To learn more about the data, just type ?dube in the console. We have already renamed the outcome, id, and time variables to y_col, id_col, and time_col, respectively, which is required before passing the dataframe to the DiSCo command. We also need to set the two following parameters:

id_col.target <- 2
t0 <- 2003

which indicate the id of the treated unit and the time period of the intervention, respectively. We can now run the DiSCo command:

df <- copy(dube)
disco <- DiSCo(df, id_col.target, t0, G = 1000, num.cores = 1, permutation = TRUE, CI = TRUE, boots = 1000, graph = TRUE, simplex=TRUE, seed=1, q_max=0.9)

where we have chosen a grid (G) of 1000 quantiles and opted for parallel computation with 5 cores to speed up the permutation test and confidence intervals (CI is set to TRUE), which we calculate using 1000 resamples (boots). We also set the seed explicitly in the function call, which ensures reproducibility across the parallel cores. We followed the "classical" approach of @abadie2010synthetic by restricting the weights to be between 0 and 1 (simplex=TRUE). Finally, we restricted the data to the 0-90th quantile to account for the fact that the CPS data used in @dube2019minimum is imputed for the top income quantiles (more detail in the section below).

The returned disco object contains a host of information produced by the command. Typing ?DiSCoT in the console pulls up the help files which lay out the precise structure of the returned object. For now, we will just have a look at the top 10 estimated weights,

# retrieve the weights
weights <- disco$weights

# retrieve the control unit IDs 
controls <- disco$control_ids

# store in a dataframe
weights_df <- data.frame(weights = weights, fips = controls)

# merge with state fips codes (built into the maps package)
state.fips <- as.data.table(maps::state.fips)
state.fips <- state.fips[!duplicated(state.fips$abb), c("fips", "abb")]
weights_df <- merge(weights_df, state.fips, by = "fips")

setorder(weights_df, -weights)

print(weights_df[1:10,])

When we ran the DiSCo command, we set permutation to TRUE, which runs the permutation test described in the paper (see ?DiSCo_per for more details). This will allow us to inspect the permutation inference results below. Already, by setting graph to TRUE, the function displayed a plot of the full distribution of permutation tests. The black solid line shows the fit of the "true" synthetic control. The fact that it does not diverge stronger than the other lines in gray after treatment suggests that the treatment had no effect.

SUPPLIED DATA

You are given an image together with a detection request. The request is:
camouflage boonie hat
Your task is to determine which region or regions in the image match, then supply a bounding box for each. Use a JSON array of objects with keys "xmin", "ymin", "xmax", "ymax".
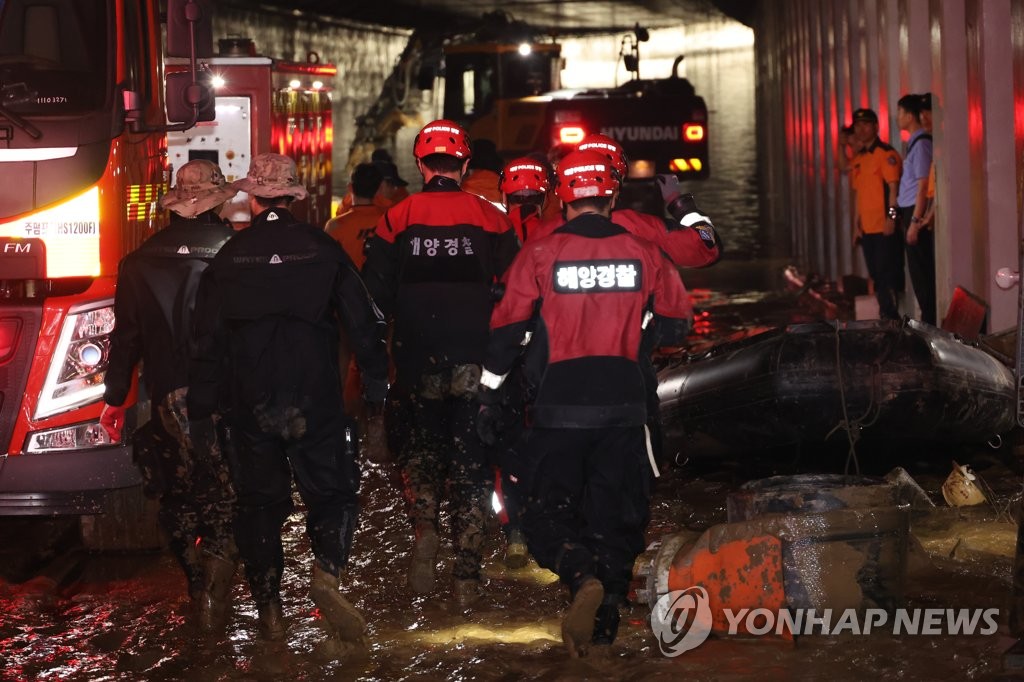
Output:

TO-DO LIST
1: Answer these about the DiSCo walkthrough:
(a) What value is t0 set to?
(b) Setting simplex=TRUE restricts the weights to what range?
(c) In the permutation plot, what does the black solid line show?
2: Copy out the part of the DiSCo walkthrough starting at "# retrieve the control" and ending at "setorder(weights_df, -weights)".
Work from the DiSCo walkthrough alone.

SOLUTIONS BY TASK
1:
(a) 2003
(b) Between 0 and 1
(c) The fit of the "true" synthetic control

2:
# retrieve the control unit IDs 
controls <- disco$control_ids

# store in a dataframe
weights_df <- data.frame(weights = weights, fips = controls)

# merge with state fips codes (built into the maps package)
state.fips <- as.data.table(maps::state.fips)
state.fips <- state.fips[!duplicated(state.fips$abb), c("fips", "abb")]
weights_df <- merge(weights_df, state.fips, by = "fips")

setorder(weights_df, -weights)